+++ ITEMS +++

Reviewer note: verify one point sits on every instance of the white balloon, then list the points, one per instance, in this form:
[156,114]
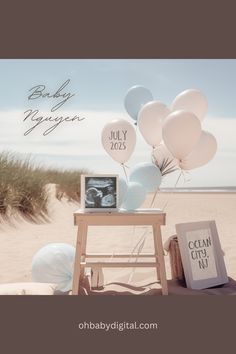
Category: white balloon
[162,154]
[203,152]
[119,139]
[193,101]
[181,132]
[122,190]
[150,121]
[54,263]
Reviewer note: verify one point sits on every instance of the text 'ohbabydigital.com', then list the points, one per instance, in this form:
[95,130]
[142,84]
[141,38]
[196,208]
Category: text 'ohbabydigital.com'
[117,326]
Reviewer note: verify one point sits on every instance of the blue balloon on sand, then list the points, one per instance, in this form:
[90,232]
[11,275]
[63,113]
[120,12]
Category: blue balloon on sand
[148,175]
[135,99]
[54,263]
[135,196]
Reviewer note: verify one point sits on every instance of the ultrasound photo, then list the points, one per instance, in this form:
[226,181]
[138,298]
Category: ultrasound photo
[101,192]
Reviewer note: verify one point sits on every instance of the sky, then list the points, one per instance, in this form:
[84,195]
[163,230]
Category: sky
[99,88]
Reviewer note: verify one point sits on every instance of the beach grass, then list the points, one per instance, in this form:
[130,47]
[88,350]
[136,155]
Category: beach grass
[23,186]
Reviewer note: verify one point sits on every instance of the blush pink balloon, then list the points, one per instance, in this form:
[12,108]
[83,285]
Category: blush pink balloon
[181,132]
[203,152]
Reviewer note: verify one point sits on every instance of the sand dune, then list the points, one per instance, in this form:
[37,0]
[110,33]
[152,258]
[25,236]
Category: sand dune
[20,240]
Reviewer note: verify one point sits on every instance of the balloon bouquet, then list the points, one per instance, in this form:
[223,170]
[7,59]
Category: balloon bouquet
[175,135]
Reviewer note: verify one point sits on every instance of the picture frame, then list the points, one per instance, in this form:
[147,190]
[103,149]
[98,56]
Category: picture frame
[99,193]
[201,254]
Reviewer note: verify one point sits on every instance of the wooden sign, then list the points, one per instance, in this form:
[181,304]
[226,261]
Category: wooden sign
[201,254]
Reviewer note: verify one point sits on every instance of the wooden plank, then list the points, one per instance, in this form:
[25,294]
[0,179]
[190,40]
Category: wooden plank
[78,254]
[120,255]
[160,253]
[119,219]
[120,264]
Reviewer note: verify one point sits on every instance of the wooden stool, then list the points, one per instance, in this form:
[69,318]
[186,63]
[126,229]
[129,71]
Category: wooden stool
[82,219]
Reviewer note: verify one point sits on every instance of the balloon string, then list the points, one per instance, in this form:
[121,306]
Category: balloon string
[126,176]
[153,199]
[139,246]
[171,194]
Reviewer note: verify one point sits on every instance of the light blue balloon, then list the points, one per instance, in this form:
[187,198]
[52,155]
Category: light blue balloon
[54,263]
[122,190]
[136,97]
[135,196]
[148,175]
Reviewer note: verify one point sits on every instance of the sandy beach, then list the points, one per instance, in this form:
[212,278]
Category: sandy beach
[20,240]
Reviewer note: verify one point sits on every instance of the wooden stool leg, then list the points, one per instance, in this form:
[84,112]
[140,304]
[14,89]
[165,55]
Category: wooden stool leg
[83,249]
[78,254]
[161,270]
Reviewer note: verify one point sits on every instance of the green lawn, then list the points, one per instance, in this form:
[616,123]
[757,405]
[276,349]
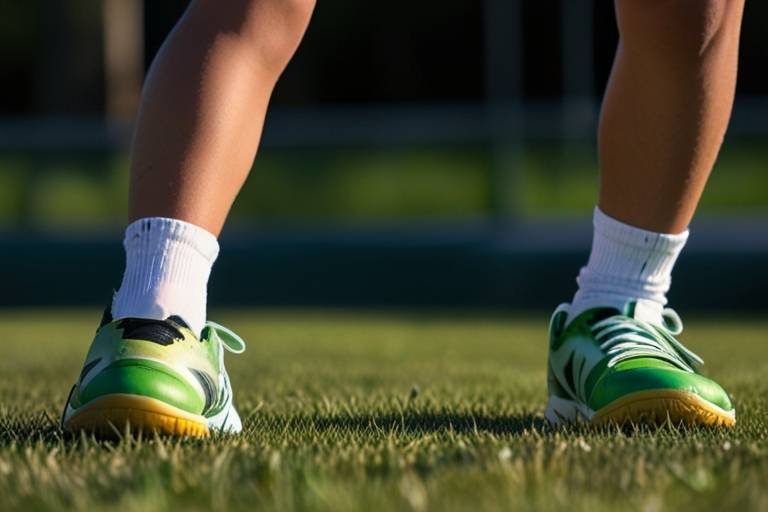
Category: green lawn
[380,412]
[361,185]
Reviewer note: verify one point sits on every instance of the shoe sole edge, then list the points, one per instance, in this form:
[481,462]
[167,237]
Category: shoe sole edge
[653,407]
[108,416]
[658,407]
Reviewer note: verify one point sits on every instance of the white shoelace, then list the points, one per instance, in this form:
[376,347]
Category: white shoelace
[623,337]
[231,341]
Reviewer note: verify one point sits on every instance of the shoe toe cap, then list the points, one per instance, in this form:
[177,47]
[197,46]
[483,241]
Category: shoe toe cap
[619,383]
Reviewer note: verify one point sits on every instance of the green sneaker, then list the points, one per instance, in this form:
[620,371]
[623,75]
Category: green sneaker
[157,376]
[607,366]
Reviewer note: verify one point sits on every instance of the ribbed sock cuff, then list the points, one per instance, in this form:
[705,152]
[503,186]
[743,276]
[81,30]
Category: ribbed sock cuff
[168,263]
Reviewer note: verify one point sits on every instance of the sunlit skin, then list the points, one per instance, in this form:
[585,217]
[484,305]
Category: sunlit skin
[666,108]
[664,115]
[204,104]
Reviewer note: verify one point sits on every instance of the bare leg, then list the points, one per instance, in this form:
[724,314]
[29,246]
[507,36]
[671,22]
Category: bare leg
[666,109]
[204,104]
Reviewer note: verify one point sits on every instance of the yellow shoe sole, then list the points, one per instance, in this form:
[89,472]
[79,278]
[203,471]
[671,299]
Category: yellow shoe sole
[109,416]
[658,407]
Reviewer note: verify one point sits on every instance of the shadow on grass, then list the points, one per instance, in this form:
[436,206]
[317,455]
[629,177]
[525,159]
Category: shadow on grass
[407,422]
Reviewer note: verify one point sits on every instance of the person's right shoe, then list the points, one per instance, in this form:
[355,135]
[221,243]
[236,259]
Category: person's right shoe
[154,376]
[607,366]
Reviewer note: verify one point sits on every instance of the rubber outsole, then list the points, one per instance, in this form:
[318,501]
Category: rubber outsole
[661,406]
[110,415]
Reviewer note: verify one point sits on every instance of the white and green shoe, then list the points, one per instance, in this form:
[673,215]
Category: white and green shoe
[607,366]
[155,376]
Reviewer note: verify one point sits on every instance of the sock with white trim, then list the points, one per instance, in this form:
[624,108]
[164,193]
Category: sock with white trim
[168,263]
[627,264]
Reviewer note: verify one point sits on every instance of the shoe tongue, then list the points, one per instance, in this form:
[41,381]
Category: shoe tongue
[645,310]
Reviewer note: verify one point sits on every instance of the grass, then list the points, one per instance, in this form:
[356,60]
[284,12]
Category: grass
[382,184]
[380,412]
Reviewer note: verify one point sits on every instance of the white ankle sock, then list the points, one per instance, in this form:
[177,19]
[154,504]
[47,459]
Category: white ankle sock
[168,263]
[626,264]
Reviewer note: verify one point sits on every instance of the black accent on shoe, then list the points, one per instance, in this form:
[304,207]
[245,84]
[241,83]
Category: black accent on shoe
[161,332]
[178,321]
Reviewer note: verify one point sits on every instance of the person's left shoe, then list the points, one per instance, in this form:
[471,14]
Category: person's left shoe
[154,376]
[608,366]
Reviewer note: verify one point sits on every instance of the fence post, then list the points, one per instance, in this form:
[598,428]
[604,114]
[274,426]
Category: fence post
[503,96]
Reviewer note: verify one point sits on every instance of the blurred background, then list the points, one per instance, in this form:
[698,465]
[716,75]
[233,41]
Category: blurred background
[416,154]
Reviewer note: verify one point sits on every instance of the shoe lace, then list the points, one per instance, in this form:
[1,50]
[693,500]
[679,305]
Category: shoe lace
[231,341]
[622,337]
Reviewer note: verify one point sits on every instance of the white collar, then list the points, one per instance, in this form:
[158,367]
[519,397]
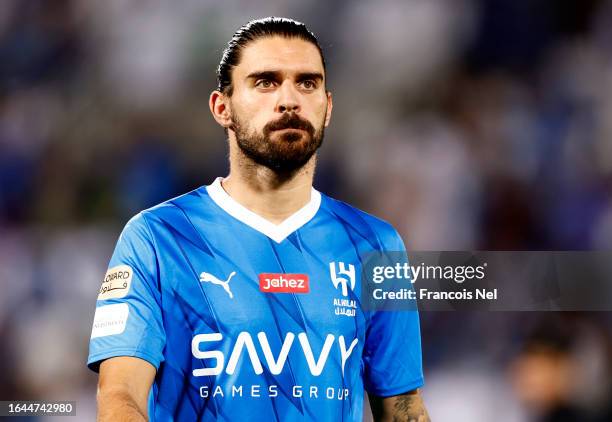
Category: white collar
[276,232]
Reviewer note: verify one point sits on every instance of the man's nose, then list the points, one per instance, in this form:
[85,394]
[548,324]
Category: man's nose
[288,100]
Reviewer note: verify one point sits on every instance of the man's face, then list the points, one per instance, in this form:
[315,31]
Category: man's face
[279,106]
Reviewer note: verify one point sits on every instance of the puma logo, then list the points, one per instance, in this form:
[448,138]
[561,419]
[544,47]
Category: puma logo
[205,277]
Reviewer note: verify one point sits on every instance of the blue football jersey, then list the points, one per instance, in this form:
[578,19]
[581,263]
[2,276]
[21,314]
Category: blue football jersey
[248,320]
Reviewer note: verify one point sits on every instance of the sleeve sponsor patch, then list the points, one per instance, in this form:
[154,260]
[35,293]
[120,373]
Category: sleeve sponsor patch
[110,320]
[116,282]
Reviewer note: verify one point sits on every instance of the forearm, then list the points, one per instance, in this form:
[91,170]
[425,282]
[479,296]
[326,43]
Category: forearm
[407,407]
[119,406]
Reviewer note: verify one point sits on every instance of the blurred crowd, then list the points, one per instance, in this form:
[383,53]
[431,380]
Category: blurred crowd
[467,124]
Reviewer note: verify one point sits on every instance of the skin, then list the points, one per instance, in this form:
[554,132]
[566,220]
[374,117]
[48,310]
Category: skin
[407,407]
[256,100]
[271,195]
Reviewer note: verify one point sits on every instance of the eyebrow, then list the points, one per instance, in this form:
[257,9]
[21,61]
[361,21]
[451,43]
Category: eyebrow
[276,75]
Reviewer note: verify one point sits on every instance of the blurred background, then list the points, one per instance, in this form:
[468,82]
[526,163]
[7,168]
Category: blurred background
[467,124]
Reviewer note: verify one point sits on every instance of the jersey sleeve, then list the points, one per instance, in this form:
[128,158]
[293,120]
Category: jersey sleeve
[392,352]
[128,319]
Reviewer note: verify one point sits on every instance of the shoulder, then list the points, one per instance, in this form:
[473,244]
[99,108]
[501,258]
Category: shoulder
[363,221]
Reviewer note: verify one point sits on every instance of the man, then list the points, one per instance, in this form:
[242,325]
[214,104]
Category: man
[240,300]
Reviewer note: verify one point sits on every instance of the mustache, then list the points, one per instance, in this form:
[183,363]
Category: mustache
[290,121]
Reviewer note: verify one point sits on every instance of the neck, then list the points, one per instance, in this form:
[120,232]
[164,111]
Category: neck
[272,196]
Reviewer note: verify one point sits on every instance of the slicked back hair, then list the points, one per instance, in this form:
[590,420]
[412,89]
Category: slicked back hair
[252,31]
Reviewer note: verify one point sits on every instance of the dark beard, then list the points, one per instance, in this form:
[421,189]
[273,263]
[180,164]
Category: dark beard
[285,154]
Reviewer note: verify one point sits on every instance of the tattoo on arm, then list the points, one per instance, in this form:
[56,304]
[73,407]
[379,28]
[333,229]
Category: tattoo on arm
[409,408]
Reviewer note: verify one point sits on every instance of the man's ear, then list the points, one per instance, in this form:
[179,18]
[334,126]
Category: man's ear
[219,107]
[330,105]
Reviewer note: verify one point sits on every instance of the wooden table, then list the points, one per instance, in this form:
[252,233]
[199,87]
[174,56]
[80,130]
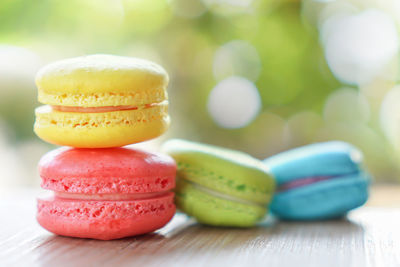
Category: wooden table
[369,236]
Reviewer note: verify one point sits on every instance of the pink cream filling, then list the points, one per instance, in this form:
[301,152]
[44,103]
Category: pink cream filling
[99,109]
[302,182]
[112,197]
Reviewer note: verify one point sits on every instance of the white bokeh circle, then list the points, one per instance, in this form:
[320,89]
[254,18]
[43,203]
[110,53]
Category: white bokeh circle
[359,47]
[234,102]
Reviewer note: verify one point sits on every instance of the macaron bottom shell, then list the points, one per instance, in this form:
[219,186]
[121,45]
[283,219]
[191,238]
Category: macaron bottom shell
[100,130]
[104,220]
[322,200]
[216,211]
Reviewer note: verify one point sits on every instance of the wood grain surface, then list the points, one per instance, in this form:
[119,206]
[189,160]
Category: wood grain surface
[369,236]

+++

→ WRITTEN EXERCISE
Repeat, with no changes, each line from the one with "of the pink" to the end of the listing, including both ends and nothing else.

→ CORRECT RESULT
Reviewer note: verify one point sits on every instance of the pink cream filling, then list the points, one per instance, in this form:
[301,152]
[44,103]
Category: pink cream filling
[99,109]
[302,182]
[112,197]
Reviewer note: verify one point sits on every instance of the white bokeh circle, then list the points, one per instance, in this form:
[320,89]
[254,18]
[43,203]
[110,53]
Category: white bokeh circle
[359,47]
[234,102]
Reviewer note: verify one point sits on every instance of the macaron bottom shell, then list the points, one per instance, in this form:
[219,186]
[121,45]
[283,219]
[191,238]
Category: macaron bottom shell
[100,130]
[104,220]
[322,200]
[216,211]
Reviewer note: verify one point sits on every instance of the wood grain surface, then list the points, one per instance, in this form:
[119,206]
[189,160]
Category: wood grain surface
[369,236]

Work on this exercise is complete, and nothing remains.